-- EXCERPT PROVIDED follows --

Are they acquitted in larger numbers than other accused? No.

Why, then, this preoccupation with how serious fraud is tried? The Home Office has invited the public's view on whether the system for trying serious and complex fraud should be changed, and the accountancy firm KPMG has responded by echoing past calls for an end to jury trials in such cases.

But all this interest cannot have arisen because we put serious fraud high on the penal agenda. Only one, or possibly two, of our 43 police forces, place fraud high on their list. There is no national fraud squad, there are no regional fraud squads.

Often fraud goes unreported because companies do not wish to air their dirty linen in public. Losses are recovered civilly, or not at all. There is a very limited duty to report fraud, even by professionals. Those tasked with investigating fraud: the police, customs, the revenue, the Department of Trade and Industry are all under-resourced.

The Serious Fraud Office, that unjustly and often maligned agency, is charged with investigating a tiny proportion of reported cases. Its success rate is impressive, contrary to the message given by the media.

Twelve years after Lord Roskill's Committee reported on fraud, and led to the setting up of the SFO, we are no wiser about how to tackle what is a widespread national and international problem.

We are certainly no better informed now than we were then about how juries in fraud trails go about their work. Then, as now, Parliament had forbidden any research on live juries. There is some evidence from the United States, some experimental results with ghost juries, but we know, really know, only the following:

1.Juries are chosen at random (they are for all cases).

2.Jurors have no training (they do not for any trial), even those involving detailed, scientific or medical evidence.

3.Juries are directed on law and helped on fact by Judges whose expertise in the fraud area varies widely.

-- EXCERPT PROVIDED concluded --

> _WORK INSTRUCTION A_:
Answer these questions from the passage on fraud trials:
(i) Which accountancy firm responded to the Home Office by echoing calls for an end to jury trials in serious fraud cases?
(ii) How many police forces does the passage say the country has?
(iii) How many years after Lord Roskill's Committee reported is the passage written?
> _WORK INSTRUCTION B_: List every point that the passage on fraud trials says we really know about juries.
> _WORK INSTRUCTION C_: Transcribe the part of the passage on fraud trials that opens with the words containing "Often fraud goes" and closes with "are all under-resourced.".

-- EXTRACTED INFORMATION follows --

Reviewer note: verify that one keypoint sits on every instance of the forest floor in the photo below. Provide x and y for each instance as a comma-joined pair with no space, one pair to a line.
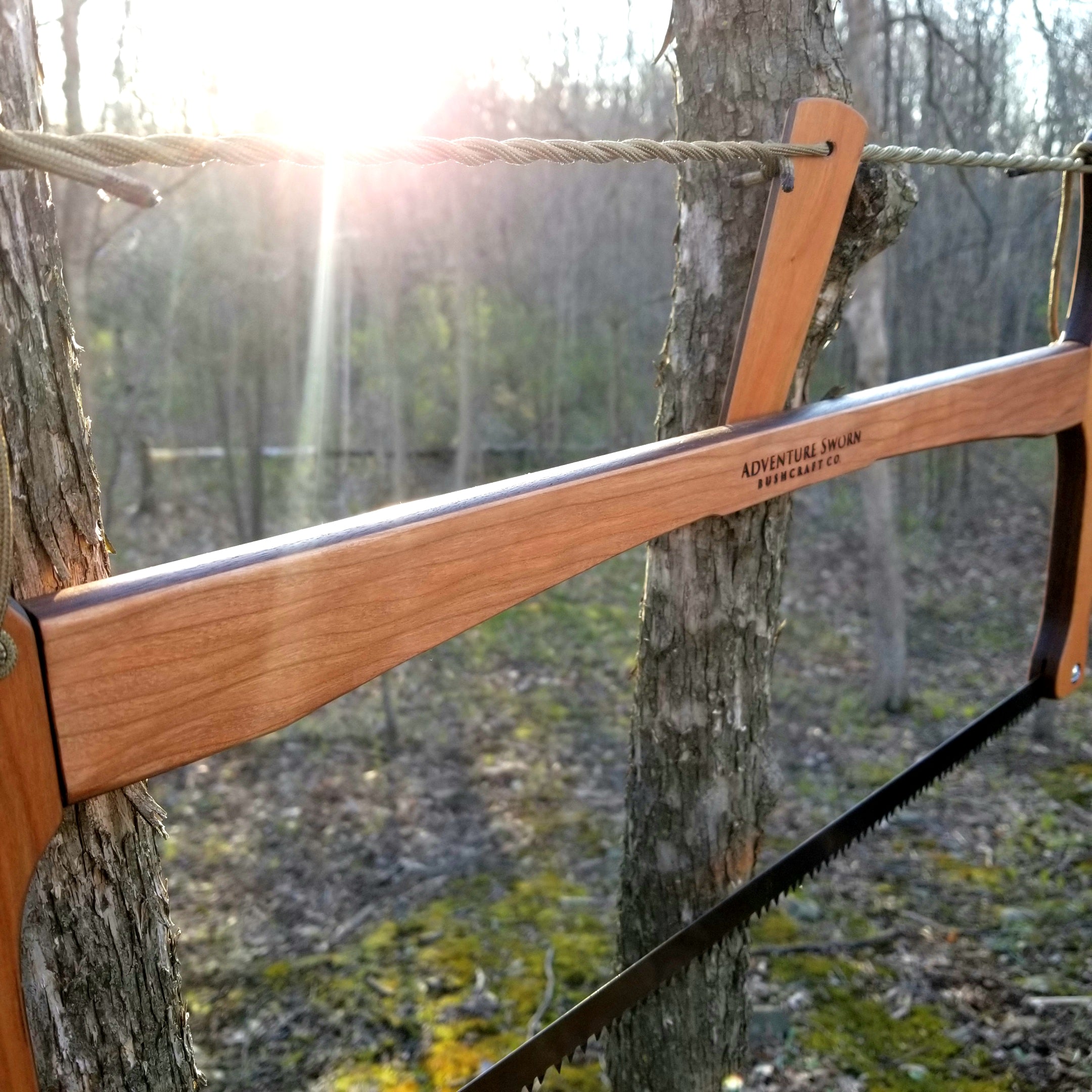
367,900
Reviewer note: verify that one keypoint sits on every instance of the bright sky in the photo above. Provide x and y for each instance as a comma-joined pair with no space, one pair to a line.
381,69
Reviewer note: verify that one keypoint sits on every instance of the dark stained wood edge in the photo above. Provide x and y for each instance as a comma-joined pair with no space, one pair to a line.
30,815
134,661
396,517
1060,603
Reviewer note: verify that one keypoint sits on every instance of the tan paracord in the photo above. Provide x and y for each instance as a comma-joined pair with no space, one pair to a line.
1082,153
91,158
8,651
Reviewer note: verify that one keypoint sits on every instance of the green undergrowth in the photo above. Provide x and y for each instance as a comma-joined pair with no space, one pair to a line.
849,1026
453,986
1072,783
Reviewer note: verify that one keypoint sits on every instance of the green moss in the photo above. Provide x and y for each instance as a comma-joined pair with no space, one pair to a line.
915,1054
872,775
776,927
456,983
1070,783
988,877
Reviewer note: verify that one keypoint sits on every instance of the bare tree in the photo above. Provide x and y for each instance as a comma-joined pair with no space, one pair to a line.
699,790
100,967
868,318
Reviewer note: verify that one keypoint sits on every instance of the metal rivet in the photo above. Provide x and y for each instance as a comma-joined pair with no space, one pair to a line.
9,654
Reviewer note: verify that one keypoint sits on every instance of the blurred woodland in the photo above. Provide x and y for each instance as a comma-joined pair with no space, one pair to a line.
383,897
460,325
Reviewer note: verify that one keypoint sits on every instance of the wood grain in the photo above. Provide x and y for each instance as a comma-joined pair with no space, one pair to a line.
30,815
158,669
797,240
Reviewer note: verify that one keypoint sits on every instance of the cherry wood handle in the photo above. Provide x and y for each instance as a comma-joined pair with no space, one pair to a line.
150,671
1062,646
30,815
797,240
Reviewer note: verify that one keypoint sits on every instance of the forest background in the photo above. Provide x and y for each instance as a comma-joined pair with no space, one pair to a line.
276,347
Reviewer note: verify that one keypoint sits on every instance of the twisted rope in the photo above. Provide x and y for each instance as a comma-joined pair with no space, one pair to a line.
91,158
1083,154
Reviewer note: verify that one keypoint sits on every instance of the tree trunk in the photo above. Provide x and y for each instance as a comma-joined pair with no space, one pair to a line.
699,788
887,606
100,967
78,206
868,319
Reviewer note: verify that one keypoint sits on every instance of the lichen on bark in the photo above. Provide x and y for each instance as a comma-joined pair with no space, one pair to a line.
700,783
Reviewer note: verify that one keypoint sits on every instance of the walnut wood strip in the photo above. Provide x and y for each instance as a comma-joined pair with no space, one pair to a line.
794,250
1062,646
158,669
31,804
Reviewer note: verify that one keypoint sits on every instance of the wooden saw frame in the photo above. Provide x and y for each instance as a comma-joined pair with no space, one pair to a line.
128,677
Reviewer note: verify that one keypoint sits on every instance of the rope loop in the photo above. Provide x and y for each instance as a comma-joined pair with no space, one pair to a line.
1082,154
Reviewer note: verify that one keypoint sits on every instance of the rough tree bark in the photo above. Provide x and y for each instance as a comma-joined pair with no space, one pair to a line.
102,984
868,318
699,783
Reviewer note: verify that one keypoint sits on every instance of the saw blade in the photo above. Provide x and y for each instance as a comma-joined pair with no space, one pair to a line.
585,1021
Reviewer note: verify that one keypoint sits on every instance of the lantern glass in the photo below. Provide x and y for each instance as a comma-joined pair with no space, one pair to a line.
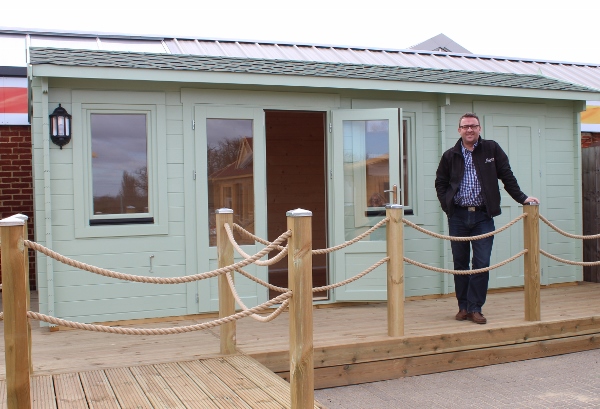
60,126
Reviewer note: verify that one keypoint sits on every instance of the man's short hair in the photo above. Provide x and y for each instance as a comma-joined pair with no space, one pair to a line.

-- EXTRACTED INFORMATION concluded --

> _EXERCISE SOLUTION A_:
(i) KPMG
(ii) 43
(iii) Twelve

> _EXERCISE SOLUTION B_:
1. Juries are chosen at random (they are for all cases).
2. Jurors have no training (they do not for any trial), even those involving detailed, scientific or medical evidence.
3. Juries are directed on law and helped on fact by Judges whose expertise in the fraud area varies widely.

> _EXERCISE SOLUTION C_:
Often fraud goes unreported because companies do not wish to air their dirty linen in public. Losses are recovered civilly, or not at all. There is a very limited duty to report fraud, even by professionals. Those tasked with investigating fraud: the police, customs, the revenue, the Department of Trade and Industry are all under-resourced.